RECORDS FOR THIS TASK:
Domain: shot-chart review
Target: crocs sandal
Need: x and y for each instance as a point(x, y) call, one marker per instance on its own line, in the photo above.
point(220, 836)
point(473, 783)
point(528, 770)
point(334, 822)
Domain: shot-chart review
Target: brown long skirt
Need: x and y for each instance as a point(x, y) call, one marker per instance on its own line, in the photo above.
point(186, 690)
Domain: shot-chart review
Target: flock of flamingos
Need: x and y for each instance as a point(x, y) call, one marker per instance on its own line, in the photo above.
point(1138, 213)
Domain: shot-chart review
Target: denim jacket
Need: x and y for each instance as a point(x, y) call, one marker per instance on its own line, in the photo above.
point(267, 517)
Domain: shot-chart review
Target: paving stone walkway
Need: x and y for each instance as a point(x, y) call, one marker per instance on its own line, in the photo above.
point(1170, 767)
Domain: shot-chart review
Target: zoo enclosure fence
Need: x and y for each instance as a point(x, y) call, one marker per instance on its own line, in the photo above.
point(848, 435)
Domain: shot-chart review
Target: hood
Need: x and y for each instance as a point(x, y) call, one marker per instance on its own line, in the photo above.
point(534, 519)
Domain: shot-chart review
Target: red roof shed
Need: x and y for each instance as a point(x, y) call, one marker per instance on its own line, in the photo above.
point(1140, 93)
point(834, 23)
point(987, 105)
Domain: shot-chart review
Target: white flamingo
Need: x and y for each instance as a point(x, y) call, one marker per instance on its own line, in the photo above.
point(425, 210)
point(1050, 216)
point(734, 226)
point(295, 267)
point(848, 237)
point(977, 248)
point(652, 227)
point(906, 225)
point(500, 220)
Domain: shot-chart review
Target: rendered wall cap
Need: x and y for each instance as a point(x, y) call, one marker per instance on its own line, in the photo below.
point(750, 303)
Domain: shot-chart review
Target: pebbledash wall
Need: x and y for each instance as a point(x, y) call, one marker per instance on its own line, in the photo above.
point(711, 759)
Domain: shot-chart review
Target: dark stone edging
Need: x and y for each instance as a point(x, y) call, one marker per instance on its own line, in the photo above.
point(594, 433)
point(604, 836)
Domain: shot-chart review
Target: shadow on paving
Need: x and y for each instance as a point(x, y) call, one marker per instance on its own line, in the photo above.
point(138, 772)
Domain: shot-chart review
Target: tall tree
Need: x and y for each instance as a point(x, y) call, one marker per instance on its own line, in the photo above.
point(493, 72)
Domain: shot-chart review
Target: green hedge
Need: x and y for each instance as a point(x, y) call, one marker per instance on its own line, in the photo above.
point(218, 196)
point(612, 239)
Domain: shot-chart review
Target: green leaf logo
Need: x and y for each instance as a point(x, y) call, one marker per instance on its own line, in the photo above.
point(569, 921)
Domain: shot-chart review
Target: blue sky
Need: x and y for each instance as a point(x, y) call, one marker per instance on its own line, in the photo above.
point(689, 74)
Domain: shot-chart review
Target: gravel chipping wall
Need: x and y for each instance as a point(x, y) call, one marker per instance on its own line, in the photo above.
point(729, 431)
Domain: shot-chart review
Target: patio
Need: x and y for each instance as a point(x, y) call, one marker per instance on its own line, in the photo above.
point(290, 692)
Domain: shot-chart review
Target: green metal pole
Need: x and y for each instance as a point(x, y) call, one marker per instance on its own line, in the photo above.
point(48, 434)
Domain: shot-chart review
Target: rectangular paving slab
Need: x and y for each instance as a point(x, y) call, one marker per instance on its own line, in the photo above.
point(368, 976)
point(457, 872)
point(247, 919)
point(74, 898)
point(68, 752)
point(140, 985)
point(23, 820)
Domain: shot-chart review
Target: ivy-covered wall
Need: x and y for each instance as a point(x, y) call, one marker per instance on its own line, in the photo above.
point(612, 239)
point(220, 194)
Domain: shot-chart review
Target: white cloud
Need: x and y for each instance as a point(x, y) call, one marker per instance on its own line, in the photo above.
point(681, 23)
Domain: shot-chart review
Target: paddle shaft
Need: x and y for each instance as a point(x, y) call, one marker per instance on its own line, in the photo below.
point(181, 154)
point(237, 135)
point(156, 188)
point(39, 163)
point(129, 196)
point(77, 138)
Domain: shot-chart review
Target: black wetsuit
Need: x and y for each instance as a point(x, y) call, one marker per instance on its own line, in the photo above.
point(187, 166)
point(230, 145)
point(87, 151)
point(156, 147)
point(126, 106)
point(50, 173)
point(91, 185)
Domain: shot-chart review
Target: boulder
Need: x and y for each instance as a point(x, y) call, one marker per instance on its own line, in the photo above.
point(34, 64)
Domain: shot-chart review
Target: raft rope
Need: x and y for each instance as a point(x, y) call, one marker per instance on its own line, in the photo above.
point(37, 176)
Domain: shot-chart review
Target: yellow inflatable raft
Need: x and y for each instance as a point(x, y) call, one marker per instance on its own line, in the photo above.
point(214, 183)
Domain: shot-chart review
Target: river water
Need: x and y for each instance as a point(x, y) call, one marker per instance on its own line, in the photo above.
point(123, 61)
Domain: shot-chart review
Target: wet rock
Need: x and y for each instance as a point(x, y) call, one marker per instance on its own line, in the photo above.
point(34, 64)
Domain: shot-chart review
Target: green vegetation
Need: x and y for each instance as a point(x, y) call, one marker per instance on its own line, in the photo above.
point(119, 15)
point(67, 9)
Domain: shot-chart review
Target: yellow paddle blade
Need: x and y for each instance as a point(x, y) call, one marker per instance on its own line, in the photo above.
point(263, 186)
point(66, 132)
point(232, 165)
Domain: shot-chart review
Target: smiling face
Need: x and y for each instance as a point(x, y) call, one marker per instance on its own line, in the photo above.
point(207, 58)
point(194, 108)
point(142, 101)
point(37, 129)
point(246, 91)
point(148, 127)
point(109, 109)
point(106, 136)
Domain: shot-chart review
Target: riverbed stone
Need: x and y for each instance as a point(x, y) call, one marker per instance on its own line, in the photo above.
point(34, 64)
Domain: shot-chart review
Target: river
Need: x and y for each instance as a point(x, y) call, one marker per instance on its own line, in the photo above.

YOUR OBJECTIVE: Pick out each line above that includes "stone" and show it.

ANSWER TO THIS EXERCISE:
Target: paving stone walkway
Target: dark stone edging
Target: riverbed stone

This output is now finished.